## [Request]
Quote exactly the lines running from the line with "Please trace the outline of every instance of the blue" to the end of the entries, including both, and nothing else.

########

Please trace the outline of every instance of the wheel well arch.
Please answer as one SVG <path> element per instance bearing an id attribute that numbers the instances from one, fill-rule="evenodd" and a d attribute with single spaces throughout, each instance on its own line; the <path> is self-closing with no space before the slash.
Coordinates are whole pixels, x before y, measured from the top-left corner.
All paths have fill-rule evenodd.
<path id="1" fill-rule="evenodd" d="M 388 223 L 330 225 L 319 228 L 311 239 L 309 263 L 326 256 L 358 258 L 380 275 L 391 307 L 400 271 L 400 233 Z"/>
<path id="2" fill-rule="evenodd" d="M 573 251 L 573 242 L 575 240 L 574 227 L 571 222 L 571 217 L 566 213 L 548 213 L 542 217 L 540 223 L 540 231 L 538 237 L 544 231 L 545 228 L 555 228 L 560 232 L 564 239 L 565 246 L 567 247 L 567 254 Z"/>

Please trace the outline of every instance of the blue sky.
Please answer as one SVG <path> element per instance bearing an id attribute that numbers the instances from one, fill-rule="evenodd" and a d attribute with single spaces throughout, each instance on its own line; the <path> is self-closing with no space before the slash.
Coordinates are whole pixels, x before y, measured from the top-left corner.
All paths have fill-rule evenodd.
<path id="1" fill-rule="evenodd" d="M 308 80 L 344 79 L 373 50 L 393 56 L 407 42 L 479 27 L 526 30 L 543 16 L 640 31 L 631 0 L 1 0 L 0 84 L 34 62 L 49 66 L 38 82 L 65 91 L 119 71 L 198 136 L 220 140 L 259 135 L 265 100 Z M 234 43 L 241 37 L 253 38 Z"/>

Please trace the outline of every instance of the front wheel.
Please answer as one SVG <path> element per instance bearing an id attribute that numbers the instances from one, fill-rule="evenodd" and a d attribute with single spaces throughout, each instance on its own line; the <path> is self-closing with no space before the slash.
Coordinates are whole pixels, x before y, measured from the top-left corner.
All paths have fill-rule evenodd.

########

## [Exercise response]
Please trace the outline of every instance of the blue sky.
Please answer as one SVG <path> element per instance bearing an id attribute that numbers the instances from one, fill-rule="evenodd" and a d attribute with single spaces throughout, each instance on its own line; the <path> is self-closing with no space before the slash.
Coordinates are whole pixels, x before y, measured from the top-left corner.
All paths have fill-rule evenodd.
<path id="1" fill-rule="evenodd" d="M 308 80 L 344 79 L 373 50 L 393 56 L 407 42 L 479 27 L 526 30 L 543 16 L 640 31 L 631 0 L 1 0 L 0 84 L 34 62 L 49 66 L 38 82 L 65 91 L 119 71 L 198 136 L 220 140 L 259 135 L 265 100 Z M 234 43 L 241 37 L 253 38 Z"/>

Please trace the outline of every instance of the front wheel.
Please answer as one SVG <path> element per instance bearing an id attribute that numbers the instances from one, fill-rule="evenodd" and a d attribute with single spaces throughout, each instance on its own line; the <path> is self-closing with no space before the slash.
Coordinates are whole pixels, x before y, measured from the top-left corner.
All paths have fill-rule evenodd.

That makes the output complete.